— start DATA FOR THIS EXERCISE —

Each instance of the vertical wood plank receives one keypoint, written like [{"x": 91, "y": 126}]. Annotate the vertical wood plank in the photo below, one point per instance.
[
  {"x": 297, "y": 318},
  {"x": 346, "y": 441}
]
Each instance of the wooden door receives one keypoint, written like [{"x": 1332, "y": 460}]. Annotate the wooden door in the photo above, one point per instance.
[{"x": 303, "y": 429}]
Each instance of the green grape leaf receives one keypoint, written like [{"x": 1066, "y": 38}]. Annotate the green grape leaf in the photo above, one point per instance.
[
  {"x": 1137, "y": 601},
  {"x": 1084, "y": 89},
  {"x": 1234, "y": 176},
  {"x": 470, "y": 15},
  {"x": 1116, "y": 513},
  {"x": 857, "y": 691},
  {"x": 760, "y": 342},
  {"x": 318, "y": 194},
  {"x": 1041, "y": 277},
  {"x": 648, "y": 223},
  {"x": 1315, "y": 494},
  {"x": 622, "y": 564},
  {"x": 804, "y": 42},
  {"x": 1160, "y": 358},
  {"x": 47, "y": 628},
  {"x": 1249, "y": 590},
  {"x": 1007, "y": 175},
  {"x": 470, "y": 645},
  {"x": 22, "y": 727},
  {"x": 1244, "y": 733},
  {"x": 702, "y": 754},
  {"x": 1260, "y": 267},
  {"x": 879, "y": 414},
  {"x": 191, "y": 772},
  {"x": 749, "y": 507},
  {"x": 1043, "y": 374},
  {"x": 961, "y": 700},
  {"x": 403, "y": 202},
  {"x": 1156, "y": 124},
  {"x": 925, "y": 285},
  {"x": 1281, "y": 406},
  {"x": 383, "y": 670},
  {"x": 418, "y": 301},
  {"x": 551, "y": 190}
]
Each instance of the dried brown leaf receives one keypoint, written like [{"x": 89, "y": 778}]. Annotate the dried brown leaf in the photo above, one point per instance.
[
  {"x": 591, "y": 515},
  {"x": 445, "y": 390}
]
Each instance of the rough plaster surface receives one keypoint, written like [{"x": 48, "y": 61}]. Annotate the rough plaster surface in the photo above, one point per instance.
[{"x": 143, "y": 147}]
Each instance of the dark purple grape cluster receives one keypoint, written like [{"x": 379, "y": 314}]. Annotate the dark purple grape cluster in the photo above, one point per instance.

— end DATA FOR THIS EXERCISE —

Rewrite every one of the records above, substituting "a single point per instance" for "one point per instance" wherever it occurs and leaving everything else unchanged.

- [THE ANSWER]:
Each instance of the vertical wood plank receives one keypoint, written like [{"x": 91, "y": 126}]. Annotate the vertical wood plank in the photo below, a single point per instance.
[
  {"x": 297, "y": 318},
  {"x": 346, "y": 441}
]
Each instance of the wooden door receives one keypoint, written like [{"x": 1332, "y": 460}]. Annotate the wooden door in the photo above, a single point per instance.
[{"x": 303, "y": 429}]
Each instance of the green grape leaf receives one keypoint, written like [{"x": 1066, "y": 38}]. Annotate the green grape leaf in the photo above, a single point per instance.
[
  {"x": 1137, "y": 601},
  {"x": 1084, "y": 89},
  {"x": 1234, "y": 176},
  {"x": 470, "y": 15},
  {"x": 1116, "y": 513},
  {"x": 857, "y": 691},
  {"x": 760, "y": 342},
  {"x": 318, "y": 194},
  {"x": 1041, "y": 277},
  {"x": 648, "y": 223},
  {"x": 1315, "y": 494},
  {"x": 622, "y": 564},
  {"x": 804, "y": 42},
  {"x": 1160, "y": 358},
  {"x": 47, "y": 628},
  {"x": 1249, "y": 590},
  {"x": 1007, "y": 175},
  {"x": 470, "y": 645},
  {"x": 22, "y": 727},
  {"x": 1244, "y": 733},
  {"x": 702, "y": 754},
  {"x": 1260, "y": 267},
  {"x": 879, "y": 414},
  {"x": 191, "y": 772},
  {"x": 749, "y": 507},
  {"x": 1043, "y": 374},
  {"x": 961, "y": 700},
  {"x": 403, "y": 202},
  {"x": 1156, "y": 124},
  {"x": 925, "y": 285},
  {"x": 1281, "y": 406},
  {"x": 383, "y": 670},
  {"x": 418, "y": 301},
  {"x": 551, "y": 190}
]
Each instance of the dried brown leaf receives one keypoint, written like [{"x": 89, "y": 778}]. Annotate the dried brown leaf in the photo above, a single point per instance.
[
  {"x": 591, "y": 515},
  {"x": 445, "y": 390}
]
Each instance of the rough plaster surface receives one keypoint, written like [{"x": 48, "y": 61}]. Annotate the rough plaster surface in the photo above, a single point per instance.
[{"x": 143, "y": 147}]
Each instance of the dark purple grape cluster receives one keypoint, written like [{"x": 379, "y": 314}]. Annotate the dark purple grape cluster in the photo above, a single point per instance.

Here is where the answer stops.